# Inlay just completed



## dovetail_65 (Jan 22, 2008)

This inlay was made with CNC for about half the parts, the rest was all regular router and hand work using a Festool OF 2200 and Microfence circle jig.

It's 60" in diameter, pretty darn big. The box alone weighs over 120lbs. Nice and simple no letters, no address, still pretty cool outcome. The client chose each color for each ring. I may have chosen different, but it works and will be set in a 1/4 sawn White Oak floor.


----------



## RainMan 2.0 (May 6, 2014)

Holy smokes and wow!


----------



## DesertRatTom (Jul 3, 2012)

Nice compass rose design!


----------



## dovetail_65 (Jan 22, 2008)

Thanks for the nice comments.

I am about to start the the next batch of inlays, a 42", a 24" and a huge 72" for a yacht club in FL.


----------



## DaninVan (Jan 1, 2012)

A thing of beauty!


----------



## TwoSkies57 (Feb 23, 2009)

Nicely done! 

There's more work that goes into one of these than most folks realize..


----------



## Danman1957 (Mar 14, 2009)

Craftsmanship at it's finest. That will look awesome as a flooring center piece.


----------



## old coasty (Aug 15, 2014)

Finest Kind


----------



## honesttjohn (Feb 17, 2015)

Looks better than great!!


----------



## difalkner (Jan 3, 2012)

Very nice work, indeed!

David


----------



## Shop guy (Nov 22, 2012)

Brief 1
According to the inlay thread, what is the diameter of the finished inlay?
The inlay thread has no connection to the listing that follows it.

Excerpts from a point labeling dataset
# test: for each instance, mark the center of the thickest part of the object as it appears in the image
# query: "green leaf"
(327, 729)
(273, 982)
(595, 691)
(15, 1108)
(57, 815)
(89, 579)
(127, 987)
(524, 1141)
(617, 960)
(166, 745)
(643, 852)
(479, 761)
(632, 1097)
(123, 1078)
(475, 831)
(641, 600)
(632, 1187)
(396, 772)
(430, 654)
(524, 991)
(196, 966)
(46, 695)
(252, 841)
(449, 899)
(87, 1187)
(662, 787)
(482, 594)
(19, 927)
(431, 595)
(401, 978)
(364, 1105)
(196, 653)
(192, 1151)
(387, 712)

Brief 2
Transcribe the entire point labeling listing line for line, with no changes.

Correct answer 1
It is 60 inches in diameter.

Correct answer 2
# test: for each instance, mark the center of the thickest part of the object as it appears in the image
# query: "green leaf"
(327, 729)
(273, 982)
(595, 691)
(15, 1108)
(57, 815)
(89, 579)
(127, 987)
(524, 1141)
(617, 960)
(166, 745)
(643, 852)
(479, 761)
(632, 1097)
(123, 1078)
(475, 831)
(641, 600)
(632, 1187)
(396, 772)
(430, 654)
(524, 991)
(196, 966)
(46, 695)
(252, 841)
(449, 899)
(87, 1187)
(662, 787)
(482, 594)
(19, 927)
(431, 595)
(401, 978)
(364, 1105)
(196, 653)
(192, 1151)
(387, 712)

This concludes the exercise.